Every line holding the word "sponsor" should be copied from the material.

========

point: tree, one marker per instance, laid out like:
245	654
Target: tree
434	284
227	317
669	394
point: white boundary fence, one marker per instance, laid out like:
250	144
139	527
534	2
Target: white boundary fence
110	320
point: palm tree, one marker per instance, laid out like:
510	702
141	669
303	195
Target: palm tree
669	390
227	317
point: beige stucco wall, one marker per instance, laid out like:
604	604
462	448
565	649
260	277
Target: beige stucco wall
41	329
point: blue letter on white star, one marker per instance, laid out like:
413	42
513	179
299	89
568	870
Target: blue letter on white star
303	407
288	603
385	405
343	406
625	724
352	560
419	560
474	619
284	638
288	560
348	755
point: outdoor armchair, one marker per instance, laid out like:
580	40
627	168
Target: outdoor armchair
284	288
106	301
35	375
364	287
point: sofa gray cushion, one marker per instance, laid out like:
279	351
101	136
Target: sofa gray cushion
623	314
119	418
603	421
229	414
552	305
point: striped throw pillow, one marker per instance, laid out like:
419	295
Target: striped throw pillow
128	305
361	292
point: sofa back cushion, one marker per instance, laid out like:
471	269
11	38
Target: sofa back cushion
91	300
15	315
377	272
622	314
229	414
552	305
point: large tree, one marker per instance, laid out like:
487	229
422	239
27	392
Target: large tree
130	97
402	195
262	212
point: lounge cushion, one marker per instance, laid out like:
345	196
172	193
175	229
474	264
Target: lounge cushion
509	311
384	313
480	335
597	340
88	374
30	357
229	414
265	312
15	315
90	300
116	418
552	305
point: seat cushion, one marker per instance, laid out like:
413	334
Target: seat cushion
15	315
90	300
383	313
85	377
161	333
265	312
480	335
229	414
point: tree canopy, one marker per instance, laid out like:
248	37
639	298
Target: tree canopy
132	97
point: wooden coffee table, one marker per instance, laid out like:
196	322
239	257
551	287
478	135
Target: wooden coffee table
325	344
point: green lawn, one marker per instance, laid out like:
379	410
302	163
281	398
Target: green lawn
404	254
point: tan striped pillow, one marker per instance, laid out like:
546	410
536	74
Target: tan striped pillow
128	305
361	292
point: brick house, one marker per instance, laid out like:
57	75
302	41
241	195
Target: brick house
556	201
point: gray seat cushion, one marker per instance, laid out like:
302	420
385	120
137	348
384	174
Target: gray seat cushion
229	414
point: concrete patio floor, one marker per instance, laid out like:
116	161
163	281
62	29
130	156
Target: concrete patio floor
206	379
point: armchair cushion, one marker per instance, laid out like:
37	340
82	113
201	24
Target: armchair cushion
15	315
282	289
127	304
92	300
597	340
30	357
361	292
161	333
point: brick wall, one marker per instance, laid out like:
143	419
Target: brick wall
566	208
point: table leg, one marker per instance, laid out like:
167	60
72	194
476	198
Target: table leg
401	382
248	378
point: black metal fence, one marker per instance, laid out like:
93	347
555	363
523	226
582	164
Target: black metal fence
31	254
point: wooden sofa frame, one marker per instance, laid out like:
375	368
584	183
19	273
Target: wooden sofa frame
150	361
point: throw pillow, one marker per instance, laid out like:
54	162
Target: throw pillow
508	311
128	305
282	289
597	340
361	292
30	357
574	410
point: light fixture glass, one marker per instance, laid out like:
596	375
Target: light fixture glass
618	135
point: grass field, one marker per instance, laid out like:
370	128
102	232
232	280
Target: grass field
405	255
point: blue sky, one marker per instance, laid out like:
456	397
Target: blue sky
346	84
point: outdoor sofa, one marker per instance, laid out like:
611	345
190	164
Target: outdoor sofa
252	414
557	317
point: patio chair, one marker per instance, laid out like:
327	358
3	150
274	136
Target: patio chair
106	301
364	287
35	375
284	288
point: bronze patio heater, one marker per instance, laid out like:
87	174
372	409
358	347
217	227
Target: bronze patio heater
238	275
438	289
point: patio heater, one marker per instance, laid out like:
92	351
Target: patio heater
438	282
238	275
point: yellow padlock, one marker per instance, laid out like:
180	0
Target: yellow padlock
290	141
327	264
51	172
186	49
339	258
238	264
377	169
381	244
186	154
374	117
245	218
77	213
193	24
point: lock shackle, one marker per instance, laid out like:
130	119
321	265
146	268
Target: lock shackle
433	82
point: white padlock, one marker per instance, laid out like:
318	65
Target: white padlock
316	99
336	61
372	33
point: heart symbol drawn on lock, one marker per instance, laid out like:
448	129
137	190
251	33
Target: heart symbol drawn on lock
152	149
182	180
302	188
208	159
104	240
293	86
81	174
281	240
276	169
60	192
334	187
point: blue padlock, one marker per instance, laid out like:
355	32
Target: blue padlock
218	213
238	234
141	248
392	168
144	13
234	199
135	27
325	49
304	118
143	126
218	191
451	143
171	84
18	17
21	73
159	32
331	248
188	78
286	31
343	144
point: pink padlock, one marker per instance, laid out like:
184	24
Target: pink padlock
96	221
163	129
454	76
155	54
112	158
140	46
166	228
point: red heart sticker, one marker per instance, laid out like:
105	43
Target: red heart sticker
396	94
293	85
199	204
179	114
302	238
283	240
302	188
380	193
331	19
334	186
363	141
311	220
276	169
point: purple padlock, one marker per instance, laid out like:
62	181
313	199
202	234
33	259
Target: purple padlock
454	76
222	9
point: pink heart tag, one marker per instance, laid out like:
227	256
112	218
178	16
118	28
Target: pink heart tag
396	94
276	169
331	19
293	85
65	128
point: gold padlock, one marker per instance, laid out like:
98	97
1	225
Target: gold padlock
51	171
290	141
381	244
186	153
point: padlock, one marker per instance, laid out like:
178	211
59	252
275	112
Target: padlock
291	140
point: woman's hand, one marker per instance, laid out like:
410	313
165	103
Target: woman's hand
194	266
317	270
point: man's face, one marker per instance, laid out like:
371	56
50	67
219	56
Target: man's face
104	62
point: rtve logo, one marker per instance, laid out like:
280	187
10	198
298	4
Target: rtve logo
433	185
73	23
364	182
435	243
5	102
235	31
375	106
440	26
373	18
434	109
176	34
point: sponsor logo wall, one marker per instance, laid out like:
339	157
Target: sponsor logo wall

========

**Solution to the exercise:**
point: sponsor logo wall, one marker per instance, laid out like:
Target: sponsor logo wall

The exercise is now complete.